SOURCE TEXT:
▼

If you have reached the number of children you wish to have, it can be hard to accept that you’re done having children and will only have children of one sex. Whatever the reason for your personal preference, you’re not alone.
Cultural factors
Some cultures place additional value on one sex over another. Additionally, certain cultures limit the number of children that it is socially acceptable to have. This can create added pressure to produce a child of a certain sex. Not doing so can feel like a failure even when you have no control over this.
Societal pressures
A desire to live the American dream (2.5 children, including a little girl and boy) can definitely cause pressure to have a child of a certain sex.
Friends can also put pressure on parents to want/expect a certain sex. Perhaps all of your female friends are shopping for pink ruffled outfits, or your guy friends are suggesting which sport to introduce your unborn son to first. It can feel like you’re letting down those closest to you when you find out your child will be a different sex.
Fear of the unknown
It can be intimidating to think about raising a child of the opposite sex. Perhaps you fear having nothing in common or being unable to relate to their needs.
For same-sex couples or single parents that will be raising a child of the opposite sex, there can also be fears around raising a child without a parental role model of their same sex.
If you’re feeling disappointed with the sex of your future child, it’s important to address these feelings. It may feel like something you have to keep a secret, but if the disappointment persists:
Find a safe person to talk to
You may find it easiest to speak to your partner, particularly if they’re also experiencing gender disappointment. Alternatively, it may be easiest to speak to someone unrelated to get an unbiased, emotionally detached sounding board.
You may also want to join a parent support group and talk to other parents (many of whom may be feeling the same way you are!) Talking to someone can help you realize you’re not alone in how you’re feeling.
Evaluate your feelings
Are you dealing with a healthy amount of disappointment or is it starting to impede your daily living?
Given that at least one study has linked gender disappointment to depression, it’s important to make sure that disappointment isn’t impeding your life and that you seek medical help if necessary.

▲

ENTRIES SHOWN:
▼

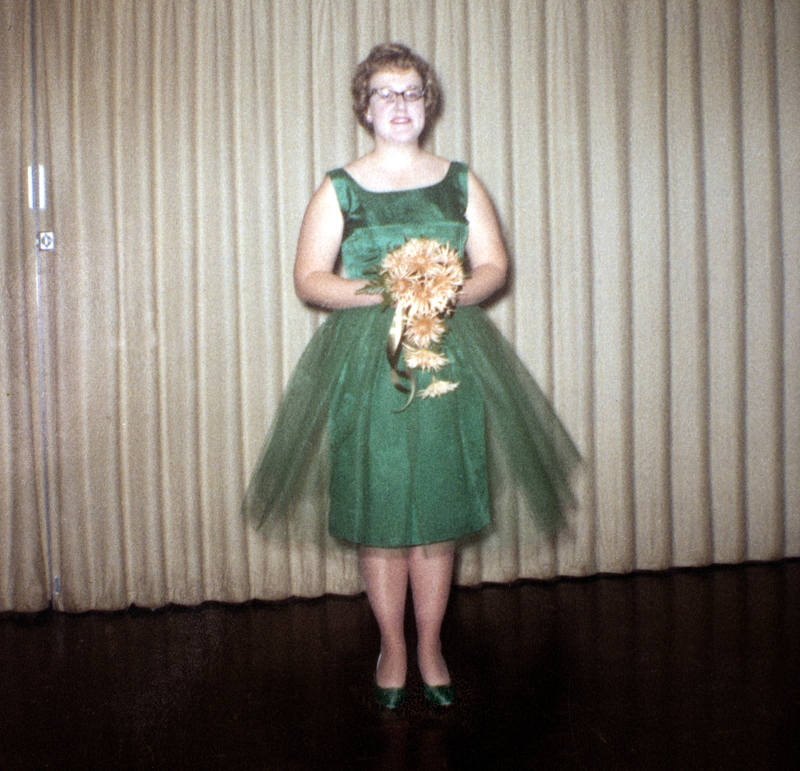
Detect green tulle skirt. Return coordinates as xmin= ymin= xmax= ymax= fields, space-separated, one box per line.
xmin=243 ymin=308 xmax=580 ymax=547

▲
▼

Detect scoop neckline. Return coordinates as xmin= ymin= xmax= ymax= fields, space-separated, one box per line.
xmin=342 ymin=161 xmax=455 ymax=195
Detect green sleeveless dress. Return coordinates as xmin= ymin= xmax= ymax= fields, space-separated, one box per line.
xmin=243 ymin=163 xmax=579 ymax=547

▲

COMPLETE THE FOLLOWING:
a) According to the passage on gender disappointment, what has at least one study linked gender disappointment to?
b) List every section heading in the passage on gender disappointment.
c) Go on with the passage on gender disappointment, starting after its final sentence.

ANSWER SECTION:
a) Depression.

b)
Cultural factors
Societal pressures
Fear of the unknown
Find a safe person to talk to
Evaluate your feelings

c)
Allow yourself to work through the feelings
Remember that expectations won’t necessarily match reality.
Biological sex does not always align with certain interests or life experiences. Your little boy may hate sports and your little girl may prefer dirt bikes over dolls. Every child is unique, and once you meet your child, you may quickly forget that you ever dreamed of a family that looked different.
For many people, the birth of your child will help alleviate any feelings of disappointment. (This may happen immediately upon meeting your child or after a short period of time as your newborn becomes a part of your daily life.)
If you find that your feelings of disappointment are preventing you from bonding with your baby, it can be useful to speak to a therapist or counselor. They can help you process your feelings and realize that this does happen.
With today’s technology, it’s possible to know your baby’s sex well before they’re born. While this can provide extra time to choose the perfect name, create your dream nursery, or even a little incentive to get through the final months of pregnancy, it can also result in less positive feelings.
If you’re experiencing gender disappointment, you’re not alone. It’s important to be gentle with yourself as you work through the complex emotions involved in grieving the loss of a dream and finding joy in your soon-to-be-born child.
Give yourself time to process and seek counseling if you feel unable to bond with your baby. Although your future family might look a little different than originally planned, there’s no reason that joy and love can’t still be a part of it!